From the first line to the last, restate the data word for word.
----- ENTRIES PROVIDED
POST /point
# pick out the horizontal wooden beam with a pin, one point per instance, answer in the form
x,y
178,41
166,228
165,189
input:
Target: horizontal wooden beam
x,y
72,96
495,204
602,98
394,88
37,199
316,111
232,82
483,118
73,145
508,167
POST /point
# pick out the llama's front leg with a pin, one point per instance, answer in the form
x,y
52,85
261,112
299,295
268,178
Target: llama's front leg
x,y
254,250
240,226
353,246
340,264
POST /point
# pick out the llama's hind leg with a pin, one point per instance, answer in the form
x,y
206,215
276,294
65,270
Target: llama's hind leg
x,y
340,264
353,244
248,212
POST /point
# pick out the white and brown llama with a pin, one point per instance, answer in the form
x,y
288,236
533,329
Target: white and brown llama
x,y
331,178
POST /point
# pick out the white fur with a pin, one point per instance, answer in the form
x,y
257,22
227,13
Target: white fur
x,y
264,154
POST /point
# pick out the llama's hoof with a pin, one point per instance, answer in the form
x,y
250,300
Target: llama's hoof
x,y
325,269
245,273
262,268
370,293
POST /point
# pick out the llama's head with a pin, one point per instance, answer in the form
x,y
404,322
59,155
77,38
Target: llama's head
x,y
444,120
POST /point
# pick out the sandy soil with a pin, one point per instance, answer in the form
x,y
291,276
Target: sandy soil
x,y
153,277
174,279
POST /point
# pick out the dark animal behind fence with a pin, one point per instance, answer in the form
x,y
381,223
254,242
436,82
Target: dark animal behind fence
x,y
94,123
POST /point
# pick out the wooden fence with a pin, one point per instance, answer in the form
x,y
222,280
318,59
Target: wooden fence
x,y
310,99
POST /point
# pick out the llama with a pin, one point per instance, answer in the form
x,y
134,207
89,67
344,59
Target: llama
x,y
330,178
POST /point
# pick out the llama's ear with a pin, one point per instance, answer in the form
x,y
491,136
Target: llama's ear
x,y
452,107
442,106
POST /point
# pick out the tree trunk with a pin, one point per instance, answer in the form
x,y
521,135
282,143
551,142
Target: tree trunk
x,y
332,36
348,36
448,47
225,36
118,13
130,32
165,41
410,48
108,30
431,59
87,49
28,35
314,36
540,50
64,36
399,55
----------
EXERCISE RESPONSE:
POST /point
# pick out the horizontal wooden beam with a pin, one point per instance, answer in the form
x,y
178,41
166,228
165,189
input:
Target: horizontal wooden beam
x,y
72,96
495,204
602,98
394,88
37,199
316,111
232,82
483,118
73,145
508,167
POST /point
# pick out the llama's front leg with a pin, one point per instance, answer in the form
x,y
52,85
261,112
299,295
268,178
Target: llama's front leg
x,y
254,250
240,226
353,246
340,264
POST /point
# pick out the llama's hind leg with a pin, one point per instance, answer in the form
x,y
206,215
276,294
65,270
Target: llama's hind leg
x,y
340,264
353,244
248,212
POST /point
# pick out the white and brown llama with a pin, one point per instance, answer in the form
x,y
288,236
533,329
Target: white and brown llama
x,y
331,178
POST /point
# pick out the white fur with a pin, one point per instance, answer in the form
x,y
257,22
227,13
Target: white fur
x,y
264,154
POST /point
# pick out the llama's hoof with a pin, one point per instance, answer in the form
x,y
250,300
Target: llama's hoof
x,y
325,269
245,273
262,268
370,293
POST /point
# pick out the llama's head with a pin, one point per instance, answer in the form
x,y
404,322
59,155
77,38
Target: llama's head
x,y
444,120
POST /point
# pick out the sandy soil with a pin, one point per instance, answer in the form
x,y
291,276
Target: sandy soil
x,y
153,277
174,279
POST /point
# pick out the dark animal behind fence with a pin, one point per instance, answer in the form
x,y
381,223
254,242
436,82
Target: dark animal behind fence
x,y
94,123
POST /point
# pick out the wooden fence with a pin, one point per instance, answer in the form
x,y
222,280
318,59
Target: wooden fence
x,y
310,99
POST /point
# pick out the llama with a pin, one point per instance, answer in the form
x,y
134,207
89,67
344,59
Target: llama
x,y
330,178
POST /point
# pick out the llama's ear with a pin, one point per instance, answer in the form
x,y
491,136
Target: llama's ear
x,y
452,107
442,106
POST /point
# pick out the tree trunk with a pin, one point per instance, answer in the form
x,y
521,135
282,143
551,142
Target: tree trunk
x,y
332,36
348,36
448,47
225,36
118,13
130,32
165,41
410,48
108,30
431,59
87,49
28,35
314,36
540,50
64,36
399,55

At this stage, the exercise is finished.